>>>
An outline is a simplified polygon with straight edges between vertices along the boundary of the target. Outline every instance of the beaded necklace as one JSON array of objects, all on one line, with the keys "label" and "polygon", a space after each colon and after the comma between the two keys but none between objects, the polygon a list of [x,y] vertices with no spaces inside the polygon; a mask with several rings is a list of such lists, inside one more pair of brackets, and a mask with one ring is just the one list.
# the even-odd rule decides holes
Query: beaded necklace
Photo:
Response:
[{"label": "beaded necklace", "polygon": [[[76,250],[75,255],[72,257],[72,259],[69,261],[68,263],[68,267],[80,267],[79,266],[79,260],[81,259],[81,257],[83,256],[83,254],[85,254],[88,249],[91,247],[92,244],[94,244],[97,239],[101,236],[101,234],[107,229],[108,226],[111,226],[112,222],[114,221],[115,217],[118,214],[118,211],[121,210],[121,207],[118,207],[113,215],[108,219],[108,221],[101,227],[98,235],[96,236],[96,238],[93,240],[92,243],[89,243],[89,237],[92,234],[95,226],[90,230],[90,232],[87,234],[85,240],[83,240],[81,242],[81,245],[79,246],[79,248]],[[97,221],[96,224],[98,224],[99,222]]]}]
<<<
Write out each entry again, leaving every word as it is.

An outline is a simplified polygon with straight edges between vertices along the boundary of the target. Outline every instance of the beaded necklace as one JSON array of objects, all on one line, with the keys "label" and "polygon", a space after each colon and after the comma between the two keys but none between objects, the polygon a list of [x,y] vertices with no spaces inside the polygon; a mask with several rings is a list of such lists, inside one more pair of brackets, and a mask with one ring is just the one list.
# the even-odd rule decides holes
Query: beaded necklace
Photo:
Response:
[{"label": "beaded necklace", "polygon": [[[76,250],[75,255],[72,257],[72,259],[69,261],[68,263],[68,267],[80,267],[79,266],[79,260],[81,259],[81,257],[83,256],[83,254],[85,254],[88,249],[91,247],[92,244],[94,244],[97,239],[101,236],[101,234],[107,229],[108,226],[111,226],[112,222],[114,221],[115,217],[118,214],[118,211],[121,210],[121,207],[118,207],[113,215],[108,219],[108,221],[101,227],[98,235],[96,236],[96,238],[93,240],[92,243],[89,243],[89,237],[92,234],[95,226],[90,230],[90,232],[87,234],[85,240],[83,240],[81,242],[81,245],[79,246],[79,248]],[[97,221],[96,224],[98,224],[99,222]]]}]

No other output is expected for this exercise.